## What this task involves
Whichever lines of the material contain "stadium", copy each of them.

-- Extracted records follows --

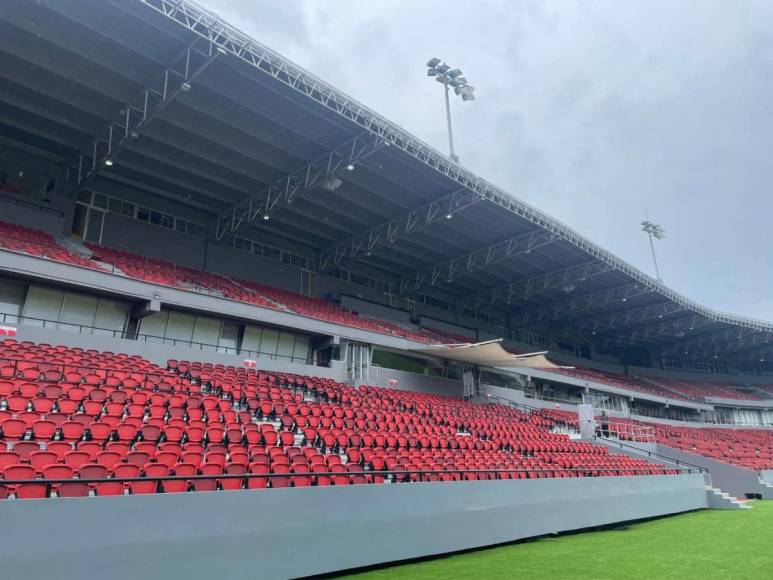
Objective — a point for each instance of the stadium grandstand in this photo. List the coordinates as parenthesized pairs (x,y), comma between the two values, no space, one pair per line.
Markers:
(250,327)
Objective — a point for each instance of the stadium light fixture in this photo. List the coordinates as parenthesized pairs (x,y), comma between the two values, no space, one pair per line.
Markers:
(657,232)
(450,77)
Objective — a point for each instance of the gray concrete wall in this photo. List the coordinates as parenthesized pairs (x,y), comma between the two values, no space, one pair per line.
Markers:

-- Extracted records concluded --
-- Extracted records follows --

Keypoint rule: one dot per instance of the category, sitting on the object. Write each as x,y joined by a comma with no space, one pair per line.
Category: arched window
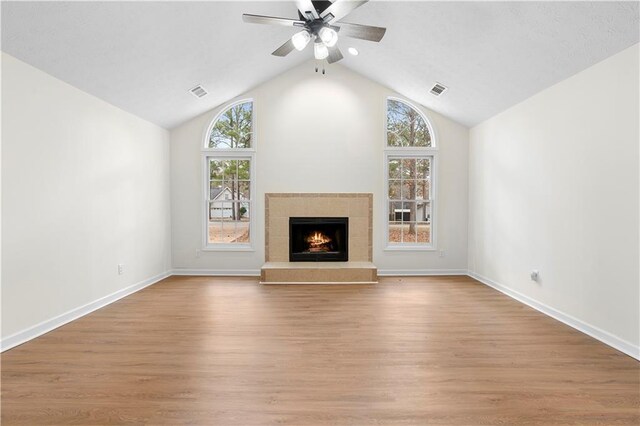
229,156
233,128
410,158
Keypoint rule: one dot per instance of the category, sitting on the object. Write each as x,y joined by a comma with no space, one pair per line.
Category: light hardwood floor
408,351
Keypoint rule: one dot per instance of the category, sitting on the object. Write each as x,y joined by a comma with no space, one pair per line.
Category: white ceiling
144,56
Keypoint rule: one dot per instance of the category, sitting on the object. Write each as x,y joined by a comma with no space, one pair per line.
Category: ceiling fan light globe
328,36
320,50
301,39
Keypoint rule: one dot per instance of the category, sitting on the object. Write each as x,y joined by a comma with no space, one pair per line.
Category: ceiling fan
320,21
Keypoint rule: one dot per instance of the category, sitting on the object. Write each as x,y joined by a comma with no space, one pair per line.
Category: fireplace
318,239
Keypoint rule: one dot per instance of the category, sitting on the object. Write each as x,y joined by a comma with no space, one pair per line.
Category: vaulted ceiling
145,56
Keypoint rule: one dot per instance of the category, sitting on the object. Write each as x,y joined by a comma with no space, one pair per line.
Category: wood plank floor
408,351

-- Extracted records concluded --
-- Extracted records follows --

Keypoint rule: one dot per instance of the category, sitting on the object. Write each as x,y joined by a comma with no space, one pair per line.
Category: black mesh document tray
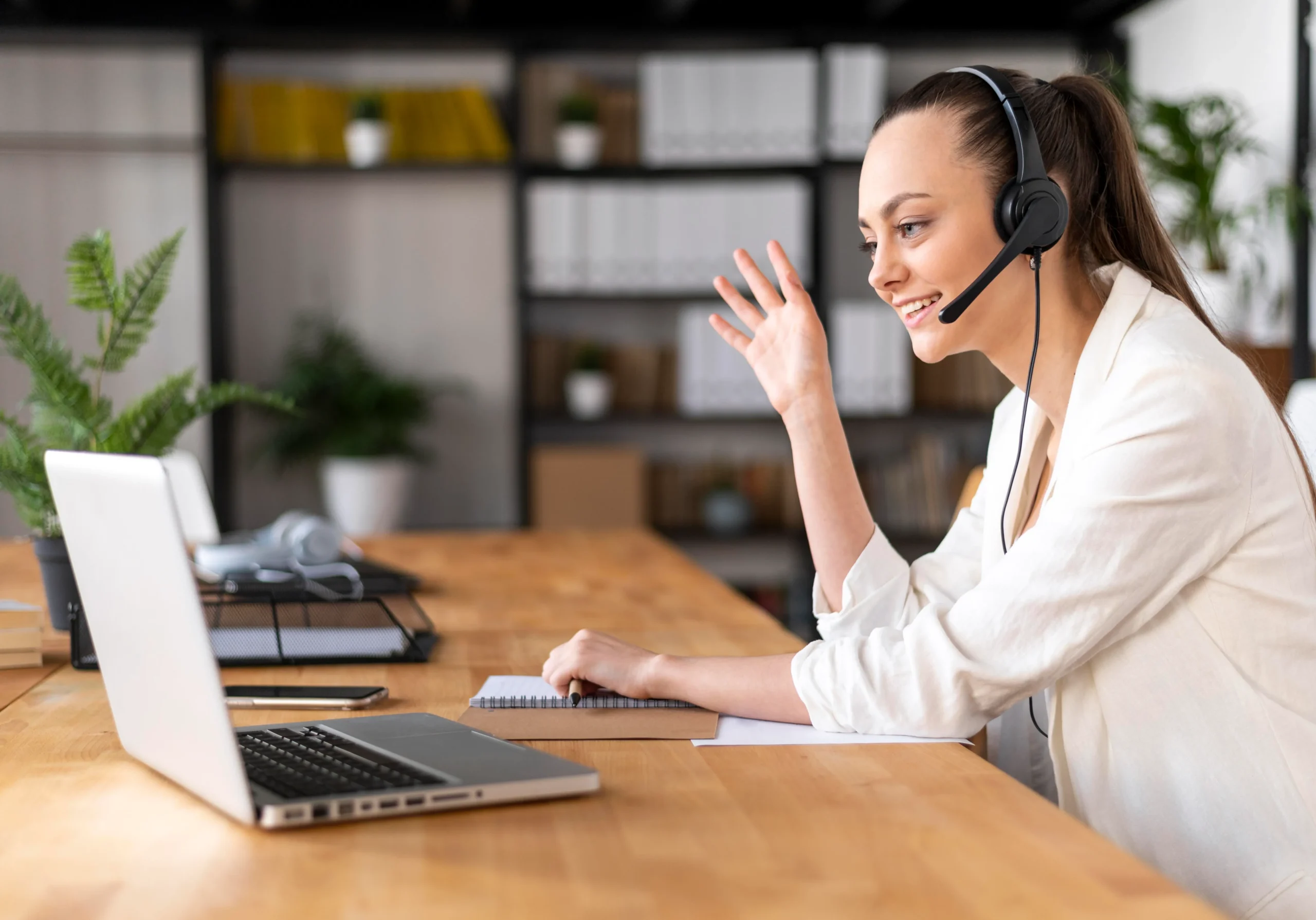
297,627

-- Extracted records concluded --

## Answer box
Objective — a point for each instance of the stadium grandstand in this photo. List the coordinates as parenthesized pairs (x,y), comma between the two values, no space, one pair per line.
Objective — a point for each instance of the stadium light fixture in this photo. List the coordinates as parenthesized pairs (x,y), comma between the two values, no space, one pair per line.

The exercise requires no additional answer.